GIVEN INSTRUCTION A
According to the products and services extract below, what is the Company's proprietary cloud software and analytics platform called?

EXTRACT
◆ ◆ ◆

Products and services

The Company provides software and technology solutions to various multiple market verticals in combination with services that utilize ingested and standardized connected vehicle and other high volume, high value datasets, through its proprietary cloud software and analytics platform, Wejo Neural Edge (which is the Company’s technology that includes the Wejo ADEPT platform). The Company’s sector solutions, primarily delivered at this time in the United States and Europe, provide valuable insights to its customers in public and private organizations, including, but not limited to, automotive original equipment manufacturers (“OEMs”), first tier (“Tier 1”) automotive suppliers, fleet management companies (“Fleets”), departments of transportation, retailers, mapping companies, universities, advertising firms, construction firms and research departments. In particular, these solutions can be used to unlock unique insights about mobility journeys, city planning, electric vehicle (“EV”) usage, driver safety, audience and media measurements and more. Over the next several years, the Company expects to further expand its platform to ingest data globally from numerous additional OEMs and other valuable sources, enabling the expansion into additional market verticals and geographic regions, as well as provide broader and deeper business insights to its OEM and Tier 1 preferred partners.

Wejo Neural Edge is a cloud-based software and analytics platform that makes accessing and sharing vast volumes of connected vehicle data easier, by simplifying and standardizing data sets to maximize the insights gleaned from connected vehicle data to create a more robust mobility experience for drivers, and generate value for vehicle manufacturers and other adjacent businesses. The Wejo Neural Edge platform interfaces with the electronic data within vehicles from OEMs, Fleets, and Tier 1s who have partnered with Wejo. This data can be leveraged by the OEM partners as well as other private and public sector businesses in order to create rich analytics, machine learning and rapid insights. The Wejo Neural Edge platform also includes flexible implementation options and adaptable interfaces to ensure a successful and rapid roll out across territories. In addition, Wejo Neural Edge’s compliance approach supports legal and regulatory compliance, including country, federal, state and local regulations.

◆ ◆ ◆

LISTED RECORDS
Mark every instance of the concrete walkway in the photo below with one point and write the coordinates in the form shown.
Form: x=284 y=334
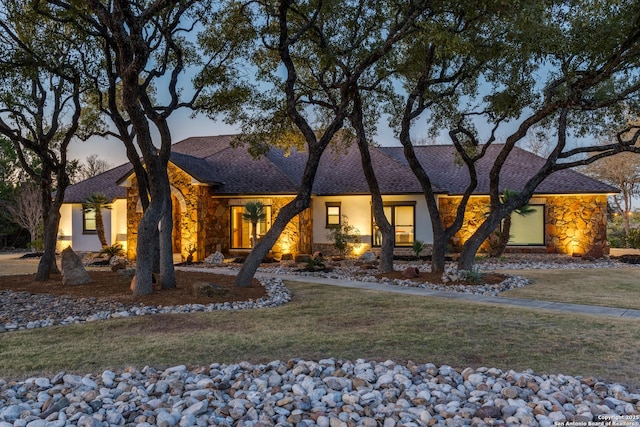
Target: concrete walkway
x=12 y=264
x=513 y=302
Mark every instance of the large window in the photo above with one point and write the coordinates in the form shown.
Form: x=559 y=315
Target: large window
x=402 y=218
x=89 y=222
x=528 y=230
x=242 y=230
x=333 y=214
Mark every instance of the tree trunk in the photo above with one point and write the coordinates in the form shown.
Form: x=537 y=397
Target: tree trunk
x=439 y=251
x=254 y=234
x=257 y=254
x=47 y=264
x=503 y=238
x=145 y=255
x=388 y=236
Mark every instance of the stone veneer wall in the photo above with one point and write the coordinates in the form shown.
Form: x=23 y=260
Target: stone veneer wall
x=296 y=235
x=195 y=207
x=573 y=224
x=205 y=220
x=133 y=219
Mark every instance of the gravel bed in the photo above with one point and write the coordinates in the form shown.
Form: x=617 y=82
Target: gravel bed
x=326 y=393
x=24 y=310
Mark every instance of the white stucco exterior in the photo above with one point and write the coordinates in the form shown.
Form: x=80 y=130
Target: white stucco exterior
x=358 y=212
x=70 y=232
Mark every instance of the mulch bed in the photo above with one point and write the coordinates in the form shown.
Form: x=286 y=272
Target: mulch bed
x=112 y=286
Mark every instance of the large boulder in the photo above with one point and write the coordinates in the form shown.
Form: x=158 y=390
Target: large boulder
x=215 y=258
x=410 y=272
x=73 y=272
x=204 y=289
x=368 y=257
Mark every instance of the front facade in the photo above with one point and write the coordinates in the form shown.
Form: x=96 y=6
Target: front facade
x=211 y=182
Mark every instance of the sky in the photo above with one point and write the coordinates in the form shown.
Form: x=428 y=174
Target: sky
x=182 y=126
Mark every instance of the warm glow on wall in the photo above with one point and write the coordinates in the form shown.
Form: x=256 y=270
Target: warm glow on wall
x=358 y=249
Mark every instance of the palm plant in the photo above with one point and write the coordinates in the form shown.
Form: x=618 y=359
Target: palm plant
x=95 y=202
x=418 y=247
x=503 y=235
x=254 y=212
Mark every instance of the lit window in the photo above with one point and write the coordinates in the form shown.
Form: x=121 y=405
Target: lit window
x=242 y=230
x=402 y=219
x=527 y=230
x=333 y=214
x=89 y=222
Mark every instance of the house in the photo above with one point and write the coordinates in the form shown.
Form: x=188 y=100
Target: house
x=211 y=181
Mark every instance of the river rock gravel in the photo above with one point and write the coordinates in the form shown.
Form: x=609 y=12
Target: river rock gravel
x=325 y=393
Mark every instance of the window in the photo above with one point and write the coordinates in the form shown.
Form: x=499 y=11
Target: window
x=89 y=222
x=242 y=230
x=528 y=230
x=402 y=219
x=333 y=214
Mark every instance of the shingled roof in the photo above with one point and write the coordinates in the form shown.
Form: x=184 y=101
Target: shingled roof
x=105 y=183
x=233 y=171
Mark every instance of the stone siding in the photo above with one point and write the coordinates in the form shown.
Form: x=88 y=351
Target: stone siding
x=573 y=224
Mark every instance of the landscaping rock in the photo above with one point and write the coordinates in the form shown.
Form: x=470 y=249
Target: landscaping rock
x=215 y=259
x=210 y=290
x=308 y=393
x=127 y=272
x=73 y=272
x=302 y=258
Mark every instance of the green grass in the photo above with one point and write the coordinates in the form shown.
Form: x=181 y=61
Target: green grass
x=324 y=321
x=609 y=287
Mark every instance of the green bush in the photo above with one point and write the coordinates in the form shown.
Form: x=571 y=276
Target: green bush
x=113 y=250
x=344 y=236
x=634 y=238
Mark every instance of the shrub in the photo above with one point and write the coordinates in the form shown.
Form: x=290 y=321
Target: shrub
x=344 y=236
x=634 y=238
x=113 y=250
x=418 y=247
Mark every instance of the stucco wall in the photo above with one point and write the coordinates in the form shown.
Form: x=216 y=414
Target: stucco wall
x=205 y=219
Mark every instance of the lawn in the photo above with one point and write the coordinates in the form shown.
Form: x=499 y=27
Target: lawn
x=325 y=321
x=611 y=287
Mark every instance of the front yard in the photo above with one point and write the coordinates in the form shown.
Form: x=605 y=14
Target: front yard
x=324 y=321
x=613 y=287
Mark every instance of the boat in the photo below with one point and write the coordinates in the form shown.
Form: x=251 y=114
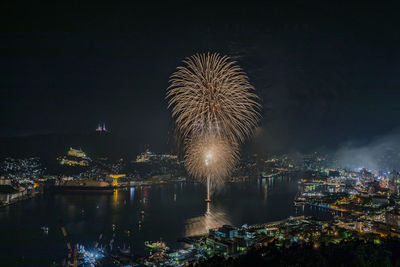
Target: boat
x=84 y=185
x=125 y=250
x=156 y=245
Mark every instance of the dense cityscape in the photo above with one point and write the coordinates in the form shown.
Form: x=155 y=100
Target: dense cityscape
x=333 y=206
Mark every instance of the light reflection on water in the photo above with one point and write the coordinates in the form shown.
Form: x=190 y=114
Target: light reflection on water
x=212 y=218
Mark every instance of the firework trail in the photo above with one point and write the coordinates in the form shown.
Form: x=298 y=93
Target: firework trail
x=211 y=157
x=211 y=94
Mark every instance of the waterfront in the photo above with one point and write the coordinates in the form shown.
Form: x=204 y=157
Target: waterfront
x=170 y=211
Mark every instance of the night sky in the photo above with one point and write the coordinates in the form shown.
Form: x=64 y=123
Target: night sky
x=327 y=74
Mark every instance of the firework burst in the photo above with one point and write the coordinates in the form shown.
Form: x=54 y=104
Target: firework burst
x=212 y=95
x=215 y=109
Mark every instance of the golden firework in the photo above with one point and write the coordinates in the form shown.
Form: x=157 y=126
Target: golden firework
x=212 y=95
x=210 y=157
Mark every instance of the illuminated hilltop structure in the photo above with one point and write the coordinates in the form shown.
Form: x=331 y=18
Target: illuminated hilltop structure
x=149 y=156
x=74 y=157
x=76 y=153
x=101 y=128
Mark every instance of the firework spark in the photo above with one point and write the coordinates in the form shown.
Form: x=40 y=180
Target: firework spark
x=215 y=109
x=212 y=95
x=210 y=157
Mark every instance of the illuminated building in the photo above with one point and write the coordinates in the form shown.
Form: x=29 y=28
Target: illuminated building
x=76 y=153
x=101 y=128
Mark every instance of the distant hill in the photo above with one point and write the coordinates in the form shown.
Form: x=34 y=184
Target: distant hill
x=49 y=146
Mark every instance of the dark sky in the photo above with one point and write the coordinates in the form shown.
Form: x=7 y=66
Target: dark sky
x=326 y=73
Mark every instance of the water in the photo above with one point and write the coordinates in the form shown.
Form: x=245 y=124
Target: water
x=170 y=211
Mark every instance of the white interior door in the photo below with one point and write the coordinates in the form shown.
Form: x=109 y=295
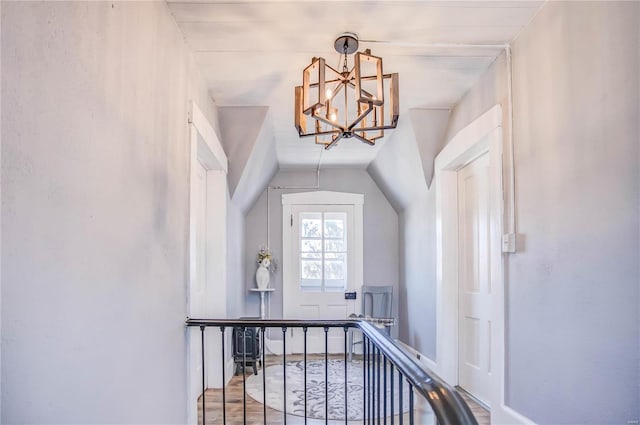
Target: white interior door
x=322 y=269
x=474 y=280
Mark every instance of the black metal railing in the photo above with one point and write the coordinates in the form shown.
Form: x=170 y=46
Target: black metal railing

◆ ◆ ◆

GIVEN INSTRUCTION B
Repeat the records above word for word, starting at the line containing "Mark every instance of the shrub" and ending at the line containing "x=156 y=245". Omit the pictures.

REPLY A
Wejo Neural Edge

REPLY B
Mark every instance of the shrub in the photo above with one point and write the coordinates in the form shown.
Form: x=290 y=321
Target: shrub
x=344 y=236
x=634 y=238
x=113 y=250
x=418 y=247
Mark every instance of the stucco wall in the photo above with one point and write the coordinates in the form shown.
Form: x=216 y=414
Target: stucco wall
x=205 y=219
Mark every instance of the lawn in the photo above with one point and write the coordinates in the form shown.
Form: x=499 y=27
Target: lawn
x=325 y=321
x=611 y=287
Mark every instance of the front yard in the photo above with one point and write the coordinates in the form shown.
Form: x=605 y=14
Target: front yard
x=324 y=321
x=613 y=287
Mark every instance of the boat in the photo below with one point and write the coordinates in the form shown.
Form: x=251 y=114
Target: boat
x=84 y=185
x=125 y=250
x=156 y=245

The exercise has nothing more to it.